GIVEN EXERCISE:
Pull out every line of the material that contains the string "hair", treating case as significant.

Region labeling records:
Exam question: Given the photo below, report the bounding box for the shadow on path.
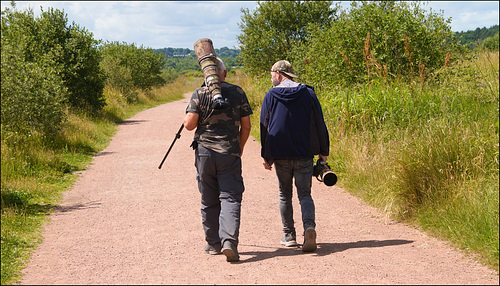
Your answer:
[240,239,414,263]
[55,201,101,213]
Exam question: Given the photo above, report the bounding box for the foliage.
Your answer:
[455,25,499,50]
[293,1,460,86]
[238,1,337,75]
[100,42,165,102]
[0,75,200,285]
[483,32,499,51]
[1,2,104,140]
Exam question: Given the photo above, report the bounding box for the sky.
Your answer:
[1,1,499,50]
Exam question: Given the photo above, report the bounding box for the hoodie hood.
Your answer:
[269,84,307,103]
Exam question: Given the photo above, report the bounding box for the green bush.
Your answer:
[483,32,499,51]
[293,1,461,86]
[100,42,166,102]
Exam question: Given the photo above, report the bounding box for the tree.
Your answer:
[1,3,68,137]
[238,1,337,74]
[295,1,460,85]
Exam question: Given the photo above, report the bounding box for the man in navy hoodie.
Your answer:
[260,60,330,252]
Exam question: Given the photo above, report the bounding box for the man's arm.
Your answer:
[184,112,200,131]
[240,116,252,154]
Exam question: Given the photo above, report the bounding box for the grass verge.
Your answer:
[1,77,202,285]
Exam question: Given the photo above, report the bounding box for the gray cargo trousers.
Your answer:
[195,145,245,249]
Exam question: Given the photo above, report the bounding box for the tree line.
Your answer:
[1,2,166,139]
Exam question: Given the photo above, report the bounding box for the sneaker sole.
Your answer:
[281,241,299,247]
[222,248,240,262]
[302,228,317,252]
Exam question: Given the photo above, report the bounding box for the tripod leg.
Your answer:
[158,123,184,169]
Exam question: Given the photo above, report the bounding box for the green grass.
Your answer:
[1,77,202,285]
[242,52,499,272]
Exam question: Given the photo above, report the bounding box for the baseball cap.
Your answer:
[271,60,299,78]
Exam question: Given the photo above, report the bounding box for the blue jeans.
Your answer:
[195,145,245,248]
[274,158,316,233]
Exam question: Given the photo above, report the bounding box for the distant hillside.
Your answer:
[153,47,241,74]
[455,25,499,49]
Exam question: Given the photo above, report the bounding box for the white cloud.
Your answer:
[1,1,498,49]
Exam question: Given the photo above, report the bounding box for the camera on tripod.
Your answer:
[313,158,337,187]
[193,38,229,110]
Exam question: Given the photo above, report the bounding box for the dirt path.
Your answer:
[22,95,499,285]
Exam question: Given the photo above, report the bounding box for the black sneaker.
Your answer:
[281,232,299,247]
[302,226,317,252]
[222,241,240,262]
[205,244,222,255]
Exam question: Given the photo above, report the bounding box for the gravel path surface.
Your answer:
[21,94,499,285]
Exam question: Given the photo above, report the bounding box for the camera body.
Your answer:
[313,158,337,187]
[193,38,229,110]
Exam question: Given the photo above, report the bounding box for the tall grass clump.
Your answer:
[320,52,499,270]
[244,51,499,271]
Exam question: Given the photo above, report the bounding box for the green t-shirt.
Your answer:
[186,82,253,156]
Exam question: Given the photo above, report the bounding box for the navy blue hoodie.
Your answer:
[260,84,330,163]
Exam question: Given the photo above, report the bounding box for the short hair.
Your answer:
[216,58,226,71]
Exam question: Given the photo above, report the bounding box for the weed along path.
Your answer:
[21,94,499,285]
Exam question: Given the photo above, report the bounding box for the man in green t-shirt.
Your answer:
[184,58,252,262]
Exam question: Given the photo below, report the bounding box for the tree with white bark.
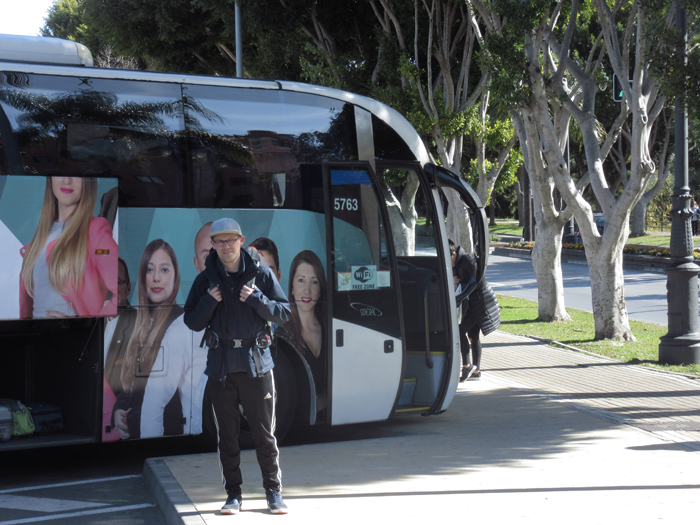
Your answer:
[474,0,673,340]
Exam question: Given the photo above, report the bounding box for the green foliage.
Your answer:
[41,0,102,53]
[646,0,700,121]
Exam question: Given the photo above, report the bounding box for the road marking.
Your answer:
[0,474,141,494]
[0,503,155,525]
[0,495,109,512]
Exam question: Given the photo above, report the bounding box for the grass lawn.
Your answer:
[489,220,700,248]
[498,295,700,376]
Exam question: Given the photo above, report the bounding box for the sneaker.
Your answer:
[459,365,476,383]
[267,491,289,514]
[221,494,243,514]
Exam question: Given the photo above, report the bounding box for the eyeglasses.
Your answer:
[212,235,241,248]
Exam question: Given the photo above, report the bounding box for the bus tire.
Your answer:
[238,347,297,450]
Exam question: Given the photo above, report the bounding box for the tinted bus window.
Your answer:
[0,73,189,207]
[372,115,416,160]
[185,85,357,211]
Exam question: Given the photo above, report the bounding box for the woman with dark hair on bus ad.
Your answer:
[279,250,326,410]
[111,239,192,439]
[19,177,117,319]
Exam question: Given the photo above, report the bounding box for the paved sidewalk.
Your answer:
[145,332,700,525]
[482,332,700,450]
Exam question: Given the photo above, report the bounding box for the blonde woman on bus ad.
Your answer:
[110,239,198,439]
[19,177,118,319]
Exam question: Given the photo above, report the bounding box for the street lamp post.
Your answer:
[659,9,700,365]
[233,2,243,78]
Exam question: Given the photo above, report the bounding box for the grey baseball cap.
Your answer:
[209,217,243,237]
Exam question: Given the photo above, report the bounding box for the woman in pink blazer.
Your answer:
[19,177,118,319]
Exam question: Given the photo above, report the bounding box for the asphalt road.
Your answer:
[0,437,213,525]
[486,254,668,326]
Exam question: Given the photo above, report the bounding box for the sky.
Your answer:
[0,0,54,36]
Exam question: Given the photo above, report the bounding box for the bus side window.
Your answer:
[0,75,187,207]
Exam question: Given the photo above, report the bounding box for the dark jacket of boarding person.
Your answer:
[455,246,501,381]
[185,218,290,514]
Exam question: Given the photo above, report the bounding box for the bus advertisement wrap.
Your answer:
[0,176,117,319]
[102,208,326,441]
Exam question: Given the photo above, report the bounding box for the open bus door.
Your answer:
[425,164,489,413]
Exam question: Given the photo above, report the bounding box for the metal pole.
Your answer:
[659,9,700,365]
[234,2,243,78]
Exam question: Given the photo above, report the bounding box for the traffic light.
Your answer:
[613,73,625,102]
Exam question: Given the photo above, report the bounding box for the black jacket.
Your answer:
[185,250,291,381]
[455,246,501,335]
[462,278,501,335]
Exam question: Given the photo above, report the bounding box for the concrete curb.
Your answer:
[491,246,671,273]
[143,458,206,525]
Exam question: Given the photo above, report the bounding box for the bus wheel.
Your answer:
[238,351,297,449]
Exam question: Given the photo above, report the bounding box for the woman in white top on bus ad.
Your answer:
[114,239,192,439]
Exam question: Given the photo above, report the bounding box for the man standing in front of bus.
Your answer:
[185,218,291,514]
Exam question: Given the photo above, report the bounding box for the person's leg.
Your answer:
[459,319,469,368]
[207,374,245,494]
[240,371,282,494]
[467,325,481,374]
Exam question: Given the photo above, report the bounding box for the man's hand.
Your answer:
[241,284,255,302]
[209,286,224,302]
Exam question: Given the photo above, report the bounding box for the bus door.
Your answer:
[423,164,489,412]
[323,162,404,425]
[377,161,460,413]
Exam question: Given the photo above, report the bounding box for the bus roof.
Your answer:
[0,35,432,165]
[0,35,93,67]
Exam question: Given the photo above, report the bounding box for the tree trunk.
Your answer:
[532,213,570,322]
[445,188,474,253]
[515,178,525,226]
[630,196,651,237]
[586,243,636,341]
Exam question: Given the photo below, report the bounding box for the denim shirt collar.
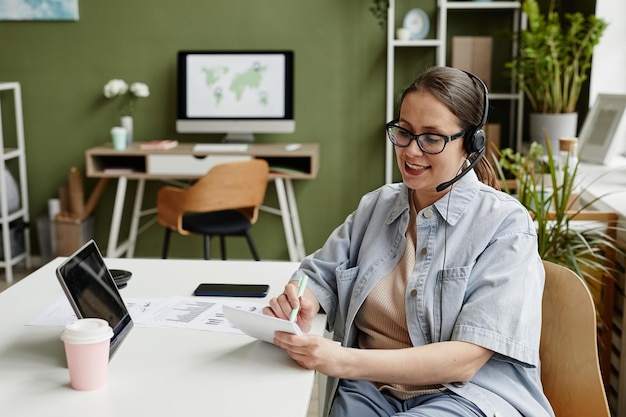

COMPLETE OUTPUT:
Exam question: Given the photo above, report the bounding box for the short hair.
Exam question: Given the photo above, report the bounding box for the woman with dark hair on bus ad.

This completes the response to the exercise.